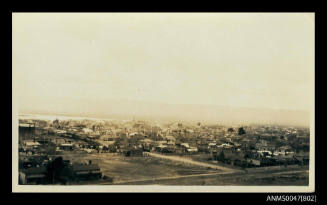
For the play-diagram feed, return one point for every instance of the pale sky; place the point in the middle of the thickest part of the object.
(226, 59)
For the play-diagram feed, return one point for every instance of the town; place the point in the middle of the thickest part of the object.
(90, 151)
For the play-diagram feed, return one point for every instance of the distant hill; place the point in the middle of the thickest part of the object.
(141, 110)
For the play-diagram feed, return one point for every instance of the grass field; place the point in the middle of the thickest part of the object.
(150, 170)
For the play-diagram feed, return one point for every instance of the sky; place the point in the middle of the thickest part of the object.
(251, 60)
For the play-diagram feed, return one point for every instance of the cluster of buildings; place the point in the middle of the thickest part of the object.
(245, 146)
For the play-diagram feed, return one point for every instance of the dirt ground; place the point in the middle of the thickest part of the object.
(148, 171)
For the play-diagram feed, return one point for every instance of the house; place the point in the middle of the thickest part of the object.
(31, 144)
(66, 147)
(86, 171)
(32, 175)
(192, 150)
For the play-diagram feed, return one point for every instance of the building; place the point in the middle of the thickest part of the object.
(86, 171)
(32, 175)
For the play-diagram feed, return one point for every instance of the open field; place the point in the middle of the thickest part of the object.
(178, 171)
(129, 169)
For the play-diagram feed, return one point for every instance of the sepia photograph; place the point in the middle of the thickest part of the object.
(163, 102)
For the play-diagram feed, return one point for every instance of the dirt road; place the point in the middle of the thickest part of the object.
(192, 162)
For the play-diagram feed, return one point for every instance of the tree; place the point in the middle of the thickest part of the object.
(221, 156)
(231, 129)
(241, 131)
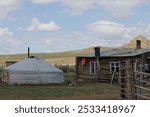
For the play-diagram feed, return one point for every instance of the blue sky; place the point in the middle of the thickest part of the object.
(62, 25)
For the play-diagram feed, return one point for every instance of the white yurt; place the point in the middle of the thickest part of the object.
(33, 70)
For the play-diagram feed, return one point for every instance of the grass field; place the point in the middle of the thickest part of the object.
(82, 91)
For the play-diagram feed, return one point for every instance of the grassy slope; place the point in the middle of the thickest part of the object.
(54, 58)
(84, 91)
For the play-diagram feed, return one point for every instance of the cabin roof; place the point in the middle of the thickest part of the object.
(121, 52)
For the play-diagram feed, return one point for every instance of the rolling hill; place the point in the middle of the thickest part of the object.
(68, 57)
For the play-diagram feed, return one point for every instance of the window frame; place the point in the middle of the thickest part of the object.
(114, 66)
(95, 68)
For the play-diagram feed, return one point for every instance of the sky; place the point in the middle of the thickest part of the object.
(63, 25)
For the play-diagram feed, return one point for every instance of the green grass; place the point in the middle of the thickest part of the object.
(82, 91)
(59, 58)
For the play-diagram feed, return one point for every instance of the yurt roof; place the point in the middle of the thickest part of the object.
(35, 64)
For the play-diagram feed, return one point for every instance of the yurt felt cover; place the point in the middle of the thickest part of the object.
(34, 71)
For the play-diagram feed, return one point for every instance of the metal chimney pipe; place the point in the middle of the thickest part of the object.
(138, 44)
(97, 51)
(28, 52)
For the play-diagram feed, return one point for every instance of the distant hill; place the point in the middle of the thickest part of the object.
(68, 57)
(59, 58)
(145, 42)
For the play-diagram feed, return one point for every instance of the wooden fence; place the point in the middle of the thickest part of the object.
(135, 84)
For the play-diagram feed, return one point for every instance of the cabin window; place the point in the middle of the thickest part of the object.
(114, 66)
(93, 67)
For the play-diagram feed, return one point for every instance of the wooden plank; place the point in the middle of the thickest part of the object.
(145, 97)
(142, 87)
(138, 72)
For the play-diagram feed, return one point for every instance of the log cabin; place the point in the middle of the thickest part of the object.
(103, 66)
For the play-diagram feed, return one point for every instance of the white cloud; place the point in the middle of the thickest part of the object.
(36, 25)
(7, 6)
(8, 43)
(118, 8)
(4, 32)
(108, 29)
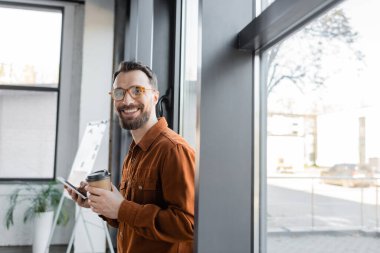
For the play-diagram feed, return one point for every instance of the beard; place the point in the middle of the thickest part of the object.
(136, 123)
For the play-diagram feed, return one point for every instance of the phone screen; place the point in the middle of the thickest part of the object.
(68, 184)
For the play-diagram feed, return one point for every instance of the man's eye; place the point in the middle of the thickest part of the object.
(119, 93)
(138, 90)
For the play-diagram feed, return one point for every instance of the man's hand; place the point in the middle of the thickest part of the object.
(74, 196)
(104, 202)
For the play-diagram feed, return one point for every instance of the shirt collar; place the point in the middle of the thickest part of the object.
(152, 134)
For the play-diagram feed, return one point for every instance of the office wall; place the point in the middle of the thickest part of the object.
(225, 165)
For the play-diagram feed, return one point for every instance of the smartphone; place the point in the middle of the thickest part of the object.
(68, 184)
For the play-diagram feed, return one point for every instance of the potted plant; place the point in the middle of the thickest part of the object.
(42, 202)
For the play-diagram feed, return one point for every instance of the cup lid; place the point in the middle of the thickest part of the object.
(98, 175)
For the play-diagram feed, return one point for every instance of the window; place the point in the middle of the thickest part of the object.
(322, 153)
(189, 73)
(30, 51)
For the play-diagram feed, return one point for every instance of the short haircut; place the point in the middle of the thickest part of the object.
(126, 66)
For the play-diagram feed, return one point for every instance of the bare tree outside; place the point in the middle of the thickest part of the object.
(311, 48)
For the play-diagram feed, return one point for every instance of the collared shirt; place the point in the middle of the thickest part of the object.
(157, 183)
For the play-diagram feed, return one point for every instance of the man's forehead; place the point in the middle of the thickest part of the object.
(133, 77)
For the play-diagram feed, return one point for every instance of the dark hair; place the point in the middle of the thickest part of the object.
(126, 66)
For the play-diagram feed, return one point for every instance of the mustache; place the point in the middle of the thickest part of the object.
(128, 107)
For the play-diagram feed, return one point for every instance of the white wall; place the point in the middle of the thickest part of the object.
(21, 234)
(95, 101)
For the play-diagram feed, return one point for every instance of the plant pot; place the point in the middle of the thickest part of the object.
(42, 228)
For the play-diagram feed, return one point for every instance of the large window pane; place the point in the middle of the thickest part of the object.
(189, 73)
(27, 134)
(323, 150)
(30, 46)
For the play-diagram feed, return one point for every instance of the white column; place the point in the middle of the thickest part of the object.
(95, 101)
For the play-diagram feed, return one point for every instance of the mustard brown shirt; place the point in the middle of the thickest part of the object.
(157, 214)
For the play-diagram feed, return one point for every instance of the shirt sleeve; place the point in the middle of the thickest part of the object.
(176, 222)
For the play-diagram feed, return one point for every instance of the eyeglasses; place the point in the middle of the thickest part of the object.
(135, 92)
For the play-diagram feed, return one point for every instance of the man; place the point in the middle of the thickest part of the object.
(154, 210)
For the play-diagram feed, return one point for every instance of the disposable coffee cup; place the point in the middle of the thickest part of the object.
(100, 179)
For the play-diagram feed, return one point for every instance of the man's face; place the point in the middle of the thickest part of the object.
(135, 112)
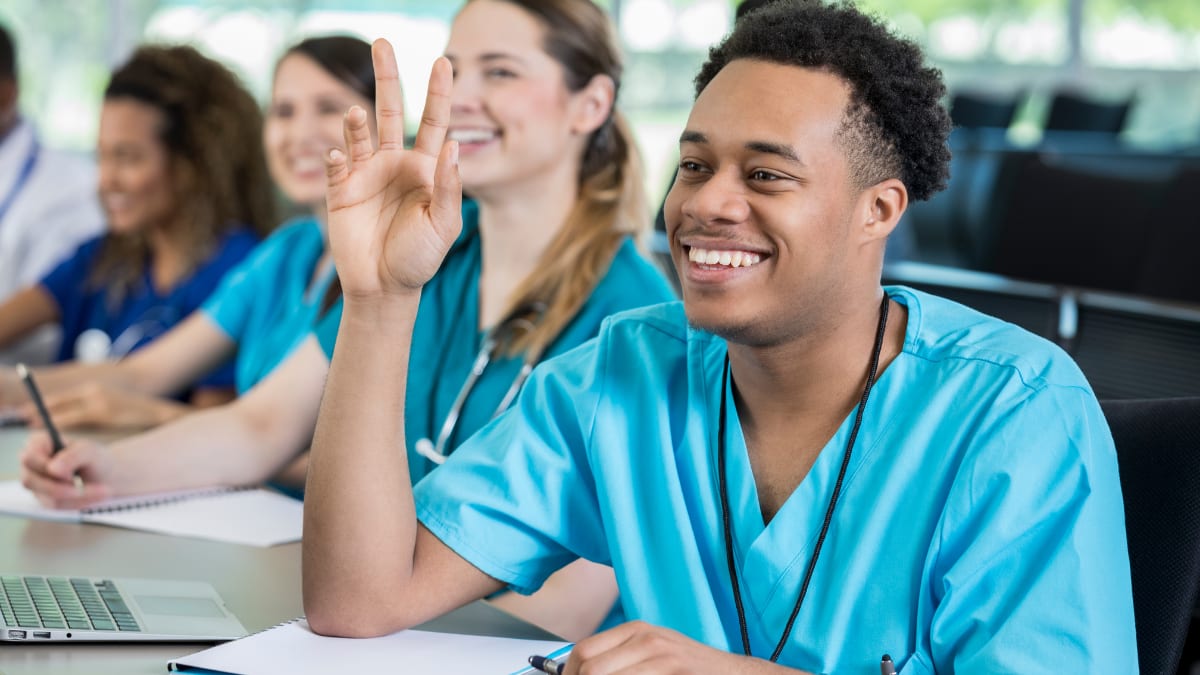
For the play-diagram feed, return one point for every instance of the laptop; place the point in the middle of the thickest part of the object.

━━━━━━━━

§ **Work instruction**
From the first line to the last, transcribe the listing exactly; skip the pictures.

§ **Answer for the task**
For the play-diagram feed, return one point for every instance of the pale sky; place the point in the middle of the thickest part of the object.
(226, 59)
For the play-diagram feed, return one point for every instance of the town; place the point in the middle of the thickest part of the object.
(90, 151)
For the play-diagram feed, return one point for every instance of the distant hill; place the point in the middle of the thickest part of the object.
(141, 110)
For the play-diagram feed, return one point for every instance of the grass field; place the point in the middle of the thickest part of the object.
(150, 170)
For the play-diagram feed, return one point for every instance of the sky; place the point in the middle of the thickest part of the object.
(251, 60)
For the play-diagram feed, return one point for every instance of the cluster of buildings; place the point in the middle of the thickest part of the object.
(245, 146)
For the play-diagram feed, return one point for every instance of the dirt ground; place the point in the middle of the thickest part of the object.
(148, 171)
For the play-diagram feed, return one point for every instance of the house; place the point in the middle of the thickest part of the object.
(31, 144)
(66, 147)
(86, 171)
(32, 175)
(192, 150)
For the play-diagram feed, return one point for every instance of the building; place the point in the middle of the thickest part of the object.
(86, 171)
(32, 175)
For the play-diagram feed, return one point for every instance of the open field; place the point in the middle of the thickest part of the object.
(178, 171)
(129, 169)
For the play-diagram feed, return one point for every instance of the sepia photograph; place the point in the middle of the thickest part of the object.
(163, 102)
For the play-diagram feed, return one point for every instance of the dirt road; place the point in the middle of the thickest part of the object.
(192, 162)
For the play-diagram feed, return one point for every instance of the tree; place the point in the middle of the thickest part of the object.
(221, 156)
(231, 129)
(241, 131)
For the play-diagram feed, return one point for every instance of the blue sky; place the point in the middle of the thickest part of the object.
(62, 25)
For the play-diagram feed, return one point for every instance of the white yurt; place the point in the middle of the thickest part of the object.
(33, 70)
For the play-diagram feed, return one point for every instance of the grass field; place the point in the middle of the thickest part of the object.
(82, 91)
For the play-diagram feed, return one point for every instance of the grassy slope; place the point in the middle of the thickest part of the object.
(54, 58)
(84, 91)
For the play-diagram feed, return one point for every instance of the cabin roof; place the point in the middle of the thickest part of the object.
(121, 52)
For the play-diagram feed, return one point for every instance of the rolling hill; place the point in the middle of the thickest part of the object.
(68, 57)
For the play-diagram feed, return one point for every instance of the window frame; place the point in the middle of the thickest part of the object.
(114, 66)
(95, 68)
For the play-diagram feed, return one point for every instance of the sky; place the point in the middle of the thickest part of the object.
(63, 25)
For the play-diagram feed, return one point for every instance of the green grass; place the point in the middle of the thickest part of the object.
(82, 91)
(59, 58)
For the play-diagram feed, return one point for every instance of the yurt roof; place the point in the middle of the thickest part of the object.
(35, 64)
For the play-diagram feed, return one point for every instance of the yurt felt cover; place the point in the middle of the thickest part of the object.
(34, 71)
For the play-diagram feed, return one point for every instance of the metal chimney pipe; place the point in the middle of the thickest part of the object.
(138, 44)
(97, 51)
(28, 52)
For the play-diagram feed, return one point for every instance of the distant hill; place the point in the middle of the thickest part of the object.
(68, 57)
(59, 58)
(145, 42)
For the play-diagram feed, return one point for every instance of the wooden fence; place the point in the middle of the thickest part of the object.
(135, 84)
For the play-diagram feed, return one point for every instance of the cabin window; place the point in the middle of the thickest part of the object.
(114, 66)
(93, 67)
For the play-diagram feed, return one point for every instance of the wooden plank; place the point in the middle of the thickest part of the object.
(145, 97)
(142, 87)
(138, 72)
For the play-diagram feed, return one point for every instance of the log cabin; place the point in the middle of the thickest part of the object.
(103, 66)
For the play-diagram feed, return one point for every instance of the white cloud; place the point in the middle of the thickest part of the object.
(36, 25)
(7, 6)
(8, 43)
(118, 8)
(4, 32)
(108, 29)
For the play-diagram feed, return one point for every instance of the beard; place the point in the middle of the thickest part of the object.
(136, 123)
For the play-diagram feed, return one point for every instance of the phone screen; place the point in the middle of the thickest part of the object.
(68, 184)
For the play-diagram feed, return one point for every instance of the man's eye; place the point in the middle of the thickest part of the object.
(119, 93)
(138, 90)
For the play-diagram feed, return one point for every instance of the man's hand; place the point in the middle of the thickest part of the object.
(74, 196)
(104, 202)
For the play-diagram feed, return one point for every instance of the shirt collar; place the point in the middle of the thickest part of the object.
(152, 134)
For the play-diagram feed, return one point for every instance of the office wall; place the point in the middle of the thickest part of the object.
(225, 165)
For the play-diagram feed, return one point for every instance of the smartphone; place the point in the middle of the thickest part of the object.
(68, 184)
For the play-diagram feed, return one point for every instance of the potted plant; place the point in the middle of the thickest part of the object.
(42, 202)
For the play-diagram feed, return one point for every instance of the cup lid; place the point in the middle of the thickest part of the object.
(98, 175)
For the play-diagram feed, return one point for every instance of the window; place the point in the middle of the thickest part of the object.
(322, 153)
(189, 73)
(30, 51)
For the play-diagram feed, return one point for every instance of the short haircut; place the point in the middle of the thickest part of the object.
(126, 66)
For the play-diagram feed, return one point for every instance of the bare tree outside; place the point in the middle of the thickest part of the object.
(311, 48)
For the play-diagram feed, return one point for every instance of the collared shirt; place the point in the middle of the thickest part of the object.
(157, 183)
For the play-diagram feed, return one point for every instance of the man's forehead; place the point in the middle of the thickest part of the object.
(133, 77)
For the play-diagram feed, return one point for every instance of the dark hair; place the point in the middle of the thickest part of the object.
(126, 66)
For the play-diagram feed, return one point for every instance of the mustache; place the point in the middle of the thickest part of the object.
(128, 107)
For the play-diagram feed, return one point for every instance of the white wall; place the point in the middle of the thickest part of the object.
(21, 234)
(95, 101)
For the play-diagram feed, return one point for every instance of the plant pot; place the point in the middle of the thickest part of the object.
(42, 228)
For the play-diagram feed, return one point for every instance of the large window pane; place the point in the middle of the thickest part of the object.
(189, 73)
(27, 134)
(323, 150)
(30, 46)
For the play-diagram feed, return one point for every instance of the white column; place the point in the middle of the thickest part of the object.
(95, 101)
For the play-diagram feed, return one point for every instance of the mustard brown shirt; place the point in the middle of the thickest part of the object.
(157, 214)
For the play-diagram feed, return one point for every instance of the shirt sleeve; place the point in the middle of the thickest part of the object.
(176, 222)
For the play-diagram feed, return one point for every instance of the eyeglasses; place the point in the middle of the thickest part of the object.
(135, 92)
For the play-diagram feed, return one point for every instance of the man; place the point in the middle of the thickest part of the object.
(154, 210)
For the play-diagram feed, return one point for every instance of the disposable coffee cup; place the point in the middle of the thickest part of the object.
(100, 179)
For the play-diagram feed, return one point for every instance of the man's face; place the point in the middle of the thickest part of the object.
(135, 112)
For the play-diagram feed, return one point for every instance of the laptop; place the point in the middle of the thickest part of the object.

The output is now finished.